## [Activity]
Which three fields does the article on health costs give as examples where high-cost care often brings no benefit?

*** Provided text ***

*This article concerning health costs came from the New York Times. It was written by David Leonhart and it was published on July 19, 2019. Link
My health care is a benefit. Your health care is a cost.
That widespread attitude has long hurt political efforts to hold down medical costs. When people hear that the government (or an insurance company or a hospital) is taking steps to reduce health care spending, they get nervous about being denied medical care.
You can probably see the problem: Someone has to pay for medical care. And to some extent, we all pay for each other’s care, through both taxes and private insurance. Ultimately, an unwillingness to say no to health care spending leads to higher costs for everyone.
That’s one reason that Americans have the world’s highest medical costs. (Another reason is that doctors, drug companies and other parts of the American health care industry make a lot of money.) We struggle to say no even to health care that doesn’t make us healthier. Cardiology, prostate care and obstetrics are three examples, among many, of fields where high-cost care often brings no benefit.
All of which brings me to the sad story of the Cadillac tax.
During the long debate over the Affordable Care Act a decade ago, the Obama administration was one of the only forces for fiscal conservatism — that is, trying to hold down health care spending. Congressional Republicans could have pushed for cost-saving measures, but instead they just opposed any effort to insure the uninsured. Many congressional Democrats, especially in the House, had no interest in policies to hold down spending.

*** Data excerpt ***

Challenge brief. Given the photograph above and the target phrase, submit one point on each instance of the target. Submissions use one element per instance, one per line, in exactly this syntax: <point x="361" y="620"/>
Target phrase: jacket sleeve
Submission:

***

## [Answer for this exercise]
Cardiology, prostate care and obstetrics.